▶ Short exercise:
Report every line in the rows below that contains the word "wall". Case counts.

▶ Provided information:

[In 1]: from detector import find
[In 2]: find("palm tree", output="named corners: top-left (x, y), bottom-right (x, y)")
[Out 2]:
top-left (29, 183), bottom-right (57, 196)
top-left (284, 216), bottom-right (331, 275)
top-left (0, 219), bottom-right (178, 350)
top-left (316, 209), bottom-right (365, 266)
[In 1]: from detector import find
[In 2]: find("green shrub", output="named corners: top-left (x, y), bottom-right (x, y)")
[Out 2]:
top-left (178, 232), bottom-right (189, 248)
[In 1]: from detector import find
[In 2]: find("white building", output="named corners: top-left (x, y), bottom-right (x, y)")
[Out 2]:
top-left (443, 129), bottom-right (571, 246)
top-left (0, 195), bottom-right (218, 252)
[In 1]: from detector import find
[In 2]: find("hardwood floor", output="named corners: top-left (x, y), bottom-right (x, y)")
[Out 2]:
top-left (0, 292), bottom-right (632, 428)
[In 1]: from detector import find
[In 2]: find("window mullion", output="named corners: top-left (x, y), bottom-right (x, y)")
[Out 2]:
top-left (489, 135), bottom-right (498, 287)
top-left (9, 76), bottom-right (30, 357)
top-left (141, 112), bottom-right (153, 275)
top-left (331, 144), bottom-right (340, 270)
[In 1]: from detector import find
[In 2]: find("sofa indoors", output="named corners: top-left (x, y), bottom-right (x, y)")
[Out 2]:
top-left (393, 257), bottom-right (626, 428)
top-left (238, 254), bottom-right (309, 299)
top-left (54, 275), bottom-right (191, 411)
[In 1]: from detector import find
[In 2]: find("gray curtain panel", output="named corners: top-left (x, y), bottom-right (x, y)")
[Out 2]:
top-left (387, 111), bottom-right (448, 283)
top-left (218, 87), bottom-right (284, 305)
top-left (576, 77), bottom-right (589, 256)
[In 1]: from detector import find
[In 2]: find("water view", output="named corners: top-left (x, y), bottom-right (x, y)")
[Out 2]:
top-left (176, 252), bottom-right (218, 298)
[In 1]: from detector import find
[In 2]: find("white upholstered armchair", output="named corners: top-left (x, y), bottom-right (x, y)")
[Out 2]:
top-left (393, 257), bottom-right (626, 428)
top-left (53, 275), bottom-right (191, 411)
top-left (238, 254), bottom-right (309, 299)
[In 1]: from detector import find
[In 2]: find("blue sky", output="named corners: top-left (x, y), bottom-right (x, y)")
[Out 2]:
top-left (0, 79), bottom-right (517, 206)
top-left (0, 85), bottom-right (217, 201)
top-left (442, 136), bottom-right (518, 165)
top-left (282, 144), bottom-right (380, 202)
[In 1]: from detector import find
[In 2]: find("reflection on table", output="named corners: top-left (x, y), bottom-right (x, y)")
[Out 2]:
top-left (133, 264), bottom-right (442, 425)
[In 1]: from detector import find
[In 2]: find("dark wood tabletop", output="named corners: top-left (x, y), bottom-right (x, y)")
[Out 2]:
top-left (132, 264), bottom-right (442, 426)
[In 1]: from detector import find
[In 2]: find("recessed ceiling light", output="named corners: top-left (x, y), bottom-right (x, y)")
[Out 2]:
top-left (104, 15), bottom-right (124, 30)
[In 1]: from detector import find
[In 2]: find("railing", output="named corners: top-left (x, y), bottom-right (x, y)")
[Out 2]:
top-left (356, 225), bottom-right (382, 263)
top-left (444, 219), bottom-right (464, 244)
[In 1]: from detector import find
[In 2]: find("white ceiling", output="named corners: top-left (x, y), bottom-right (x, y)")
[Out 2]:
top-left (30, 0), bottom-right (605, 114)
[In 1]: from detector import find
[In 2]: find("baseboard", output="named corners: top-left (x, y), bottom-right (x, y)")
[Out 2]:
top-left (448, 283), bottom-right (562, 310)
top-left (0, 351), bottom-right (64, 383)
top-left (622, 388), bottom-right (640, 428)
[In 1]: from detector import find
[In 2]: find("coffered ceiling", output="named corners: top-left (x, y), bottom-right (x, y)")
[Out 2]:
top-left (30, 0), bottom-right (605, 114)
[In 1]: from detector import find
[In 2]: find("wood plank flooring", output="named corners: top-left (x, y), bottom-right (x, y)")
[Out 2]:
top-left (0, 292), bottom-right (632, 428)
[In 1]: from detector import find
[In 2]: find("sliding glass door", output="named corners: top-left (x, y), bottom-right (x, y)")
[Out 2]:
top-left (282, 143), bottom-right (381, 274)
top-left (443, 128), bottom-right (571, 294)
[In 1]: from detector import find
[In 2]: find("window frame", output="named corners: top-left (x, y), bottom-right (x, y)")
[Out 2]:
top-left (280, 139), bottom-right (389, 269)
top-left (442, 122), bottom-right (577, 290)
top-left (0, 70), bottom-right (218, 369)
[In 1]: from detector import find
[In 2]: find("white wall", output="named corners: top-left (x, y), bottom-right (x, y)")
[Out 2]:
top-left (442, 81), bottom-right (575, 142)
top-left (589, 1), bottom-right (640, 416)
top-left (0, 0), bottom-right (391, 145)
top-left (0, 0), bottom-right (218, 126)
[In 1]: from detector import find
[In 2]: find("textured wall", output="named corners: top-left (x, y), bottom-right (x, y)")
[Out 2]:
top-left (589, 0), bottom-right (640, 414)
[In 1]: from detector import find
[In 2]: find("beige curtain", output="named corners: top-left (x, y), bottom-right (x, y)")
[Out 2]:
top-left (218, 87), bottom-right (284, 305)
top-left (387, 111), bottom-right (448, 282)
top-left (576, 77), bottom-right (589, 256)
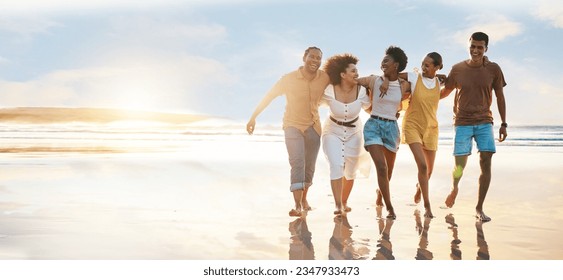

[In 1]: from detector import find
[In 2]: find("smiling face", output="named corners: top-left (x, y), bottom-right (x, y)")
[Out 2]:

▶ Worked solution:
[In 2]: find("white wall", output="named corners: top-left (x, y), bottom-right (x, y)")
[In 2]: find("textured wall", output="named corners: top-left (x, y), bottom-right (x, y)")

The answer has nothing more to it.